:: TO DO ::
Give the lines from the start of the records up to and including the line containing "94], [274, 129]]]" as a Markdown table with the columns Row and Line, numbering each row and skipping blank lines.

:: DATA TO PROCESS ::
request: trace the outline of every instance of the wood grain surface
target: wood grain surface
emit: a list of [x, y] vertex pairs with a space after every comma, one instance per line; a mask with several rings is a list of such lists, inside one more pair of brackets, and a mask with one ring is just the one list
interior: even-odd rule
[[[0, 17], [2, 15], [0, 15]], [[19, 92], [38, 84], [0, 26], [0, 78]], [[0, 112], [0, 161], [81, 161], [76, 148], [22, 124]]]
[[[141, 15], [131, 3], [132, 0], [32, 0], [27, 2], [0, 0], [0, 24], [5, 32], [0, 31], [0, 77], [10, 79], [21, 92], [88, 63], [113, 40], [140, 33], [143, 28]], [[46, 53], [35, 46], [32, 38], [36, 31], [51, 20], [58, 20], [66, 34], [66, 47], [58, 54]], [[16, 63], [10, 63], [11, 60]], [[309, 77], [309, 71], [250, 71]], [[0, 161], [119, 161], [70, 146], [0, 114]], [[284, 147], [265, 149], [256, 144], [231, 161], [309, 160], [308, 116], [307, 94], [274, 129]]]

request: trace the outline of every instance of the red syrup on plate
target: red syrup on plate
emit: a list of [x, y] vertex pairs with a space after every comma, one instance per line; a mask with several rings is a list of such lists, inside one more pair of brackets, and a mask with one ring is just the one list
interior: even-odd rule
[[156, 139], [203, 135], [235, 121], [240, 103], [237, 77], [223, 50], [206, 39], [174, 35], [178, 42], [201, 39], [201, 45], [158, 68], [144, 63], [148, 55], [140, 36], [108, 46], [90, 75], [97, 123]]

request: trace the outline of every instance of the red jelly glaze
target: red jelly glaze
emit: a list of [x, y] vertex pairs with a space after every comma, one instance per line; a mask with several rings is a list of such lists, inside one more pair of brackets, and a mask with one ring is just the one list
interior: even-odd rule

:: RESPONSE TO THIS EXERCISE ::
| Row | Line |
|---|---|
| 1 | request: trace the outline of every instance of the wood grain surface |
| 2 | target: wood grain surface |
| 3 | emit: a list of [x, y] vertex pairs with a space after every comma, one instance per line; a mask with several rings is a list of such lists, inside one more pair of brackets, and a mask with one ring is just the one list |
| 4 | interior: even-odd rule |
| 5 | [[[0, 17], [2, 15], [0, 15]], [[19, 92], [38, 84], [0, 26], [0, 78]], [[0, 112], [0, 161], [81, 161], [76, 148], [22, 124]]] |
| 6 | [[[141, 15], [131, 3], [132, 0], [32, 0], [27, 2], [0, 0], [0, 24], [5, 32], [0, 31], [0, 77], [10, 79], [21, 92], [88, 63], [113, 40], [140, 33], [143, 28]], [[46, 53], [35, 46], [32, 38], [36, 31], [51, 20], [58, 20], [66, 34], [66, 47], [58, 54]], [[16, 63], [10, 63], [11, 60]], [[309, 77], [309, 71], [250, 71]], [[0, 161], [119, 161], [70, 146], [0, 114]], [[284, 147], [265, 149], [256, 144], [231, 161], [309, 160], [308, 116], [307, 94], [274, 129]]] |